• _Given records_:

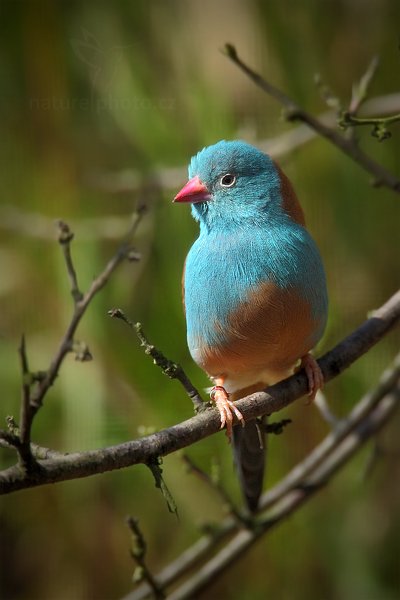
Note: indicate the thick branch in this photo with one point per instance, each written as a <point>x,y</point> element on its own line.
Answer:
<point>186,433</point>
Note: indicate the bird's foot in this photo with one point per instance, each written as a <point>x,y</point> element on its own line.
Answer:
<point>314,374</point>
<point>226,409</point>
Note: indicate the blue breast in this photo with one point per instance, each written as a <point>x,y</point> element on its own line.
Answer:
<point>222,267</point>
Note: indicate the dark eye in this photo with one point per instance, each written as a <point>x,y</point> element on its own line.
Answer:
<point>227,180</point>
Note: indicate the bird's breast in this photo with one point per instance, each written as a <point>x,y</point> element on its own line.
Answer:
<point>250,308</point>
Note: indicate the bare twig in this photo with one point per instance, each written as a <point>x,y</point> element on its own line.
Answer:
<point>65,238</point>
<point>179,436</point>
<point>295,113</point>
<point>138,553</point>
<point>33,396</point>
<point>215,484</point>
<point>361,88</point>
<point>306,478</point>
<point>169,368</point>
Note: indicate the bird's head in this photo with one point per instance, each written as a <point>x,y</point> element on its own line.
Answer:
<point>231,184</point>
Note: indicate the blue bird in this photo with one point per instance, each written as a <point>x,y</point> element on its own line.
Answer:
<point>254,289</point>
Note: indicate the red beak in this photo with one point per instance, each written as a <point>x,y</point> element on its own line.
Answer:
<point>193,191</point>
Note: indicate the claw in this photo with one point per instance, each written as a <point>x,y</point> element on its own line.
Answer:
<point>314,374</point>
<point>226,409</point>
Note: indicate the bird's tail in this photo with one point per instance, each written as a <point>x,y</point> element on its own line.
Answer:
<point>249,451</point>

• _What you need to do_:
Output the listing above exactly, pictures omitted.

• _Output for this exercise_:
Note: indicate the thick branch in this photo with one point per instance, each written as a <point>x,y</point> element on its own line.
Answer:
<point>186,433</point>
Note: indicate the bird's foot in this photo with one point per instance, each written as a <point>x,y</point> element on its own line.
Answer:
<point>314,374</point>
<point>226,409</point>
Note: indicate the blue breast in this photo with one point per instance, each written as a <point>x,y</point> element on its own line.
Answer:
<point>222,267</point>
Note: indicate the dark eye in this photo with one point per instance, each written as a <point>x,y</point> element on its own line.
Answer:
<point>227,180</point>
Note: indicate the bird's breast in this photo with one point per instance, each written as a <point>x,y</point> element on its own line.
Answer:
<point>250,308</point>
Note: indicate the bare twig in this photo with one point per instance, each written as a <point>x,y</point> element on its own line.
Answer:
<point>65,238</point>
<point>179,436</point>
<point>295,113</point>
<point>138,553</point>
<point>33,396</point>
<point>215,484</point>
<point>361,88</point>
<point>306,478</point>
<point>169,368</point>
Note: indicate the bird's head in this photo with one point per instance, each written as a <point>x,y</point> element on its own line.
Answer:
<point>231,184</point>
Note: indicate the blue bird in this photo with one point per instance, each written as a <point>x,y</point> element on its own line.
Answer:
<point>254,289</point>
Note: indicate the red beak in this photo with one point per instance, each written as a <point>x,y</point> element on its own line.
Answer:
<point>193,191</point>
Note: indicate the claw in this photo with one point per instance, each written as a <point>x,y</point> element on its own line.
Answer:
<point>314,374</point>
<point>226,409</point>
Note: indicate the bird's tail in this photo with one point per instance, each written as a <point>x,y</point> element on its own line.
Answer:
<point>249,451</point>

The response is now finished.